··· Aangeleverde tekst ···

Het beroep is ingesteld door de verdachte.
Namens hem heeft Hr. J.F. van der Brugge, advocaat te Amsterdam, de volgende middelen van cassatie voorgesteld:
I. Verzuim van vormen, waarvan de naleving op straffe van nietigheid Is voorgeschreven en/of schending en/of verkeerde toepassing van het recht, in het bijzonder van artikel 6 van het EVRM en/of artikel 14 IVBP en/of de artikelen 348, 349 en 358 van het Wetboek van Strafvordering, doordat ten onrechte het beroep van rekwirant op niet-ontvankelijkheid van het Openbaar Ministerie wegens overschrijding van de redelijke termijn is verworpen, althans doordat de beslissing hierover onvoldoende, in ieder geval op onjuiste gronden, is gemotiveerd.
Toelichting
Ten onrechte gaat het Gerechtshof er in zijn overwegingen vanuit, dat de in eerste aanleg verstreken termijn niet onredelijk lang genoemd mag worden.

··· Aangeleverd materiaal ···

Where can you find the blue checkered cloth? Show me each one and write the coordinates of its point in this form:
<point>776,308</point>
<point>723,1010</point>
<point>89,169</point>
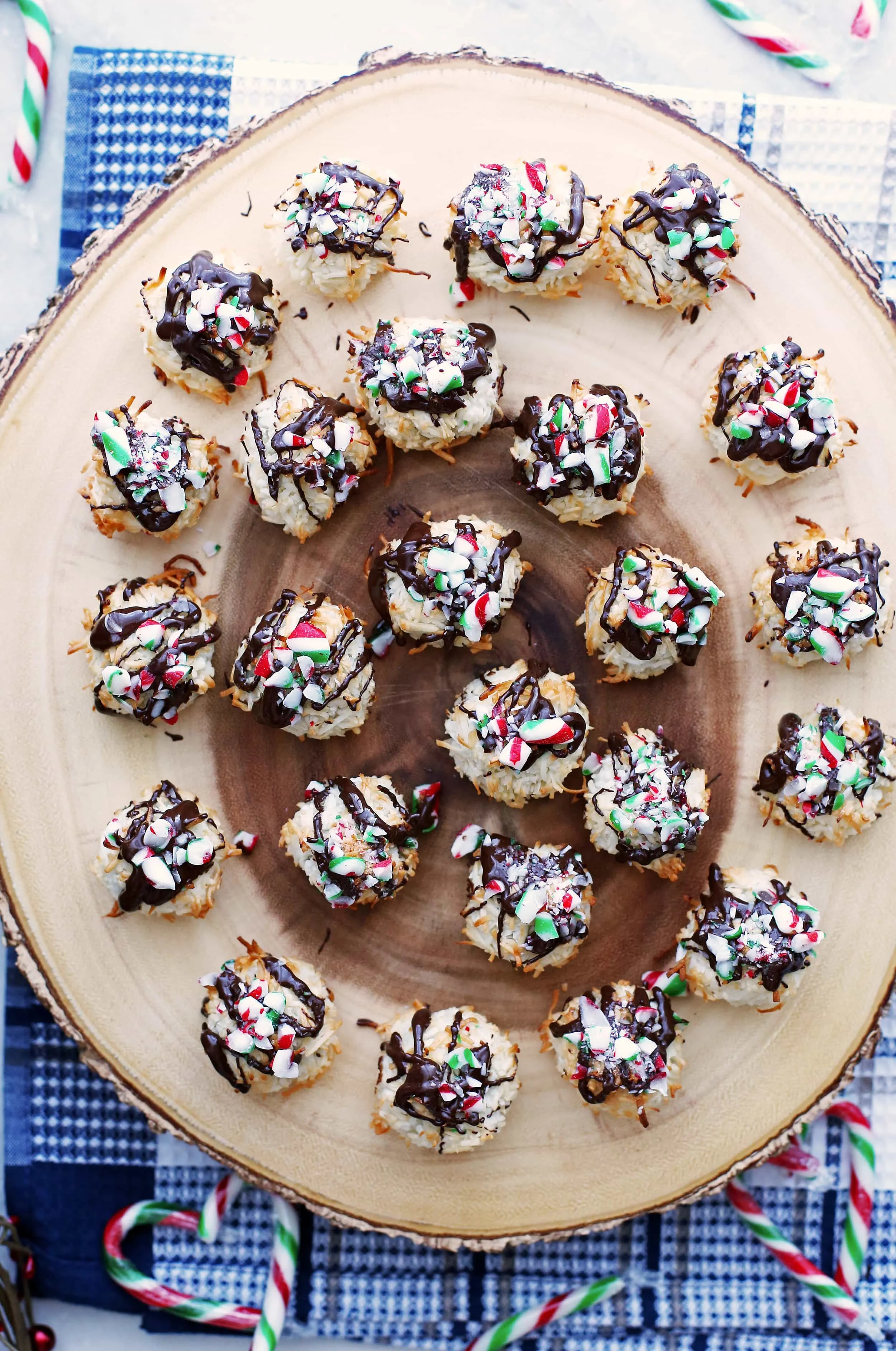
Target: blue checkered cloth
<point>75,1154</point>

···

--- Reeks opdrachten ---
- 1) Neem uit de tekst over het cassatieberoep woordelijk alles over van "Het beroep is" tot en met "genoemd mag worden.".
- 2) Herschrijf de alinea uit de tekst over het cassatieberoep die begint met "I. Verzuim van vormen" als een beknopte opsomming met de belangrijkste feiten.
Het materiaal staat los van de tekst over het cassatieberoep.

--- Antwoorden per nummer ---
- 1)
Het beroep is ingesteld door de verdachte.
Namens hem heeft Hr. J.F. van der Brugge, advocaat te Amsterdam, de volgende middelen van cassatie voorgesteld:
I. Verzuim van vormen, waarvan de naleving op straffe van nietigheid Is voorgeschreven en/of schending en/of verkeerde toepassing van het recht, in het bijzonder van artikel 6 van het EVRM en/of artikel 14 IVBP en/of de artikelen 348, 349 en 358 van het Wetboek van Strafvordering, doordat ten onrechte het beroep van rekwirant op niet-ontvankelijkheid van het Openbaar Ministerie wegens overschrijding van de redelijke termijn is verworpen, althans doordat de beslissing hierover onvoldoende, in ieder geval op onjuiste gronden, is gemotiveerd.
Toelichting
Ten onrechte gaat het Gerechtshof er in zijn overwegingen vanuit, dat de in eerste aanleg verstreken termijn niet onredelijk lang genoemd mag worden.

- 2)
- Grond: verzuim van vormen die op straffe van nietigheid zijn voorgeschreven en/of schending of verkeerde toepassing van het recht.
- Genoemde bepalingen: artikel 6 EVRM, artikel 14 IVBP en de artikelen 348, 349 en 358 van het Wetboek van Strafvordering.
- Klacht: het beroep van rekwirant op niet-ontvankelijkheid van het Openbaar Ministerie wegens overschrijding van de redelijke termijn is ten onrechte verworpen.
- Subsidiair: de beslissing daarover is onvoldoende gemotiveerd, in ieder geval op onjuiste gronden.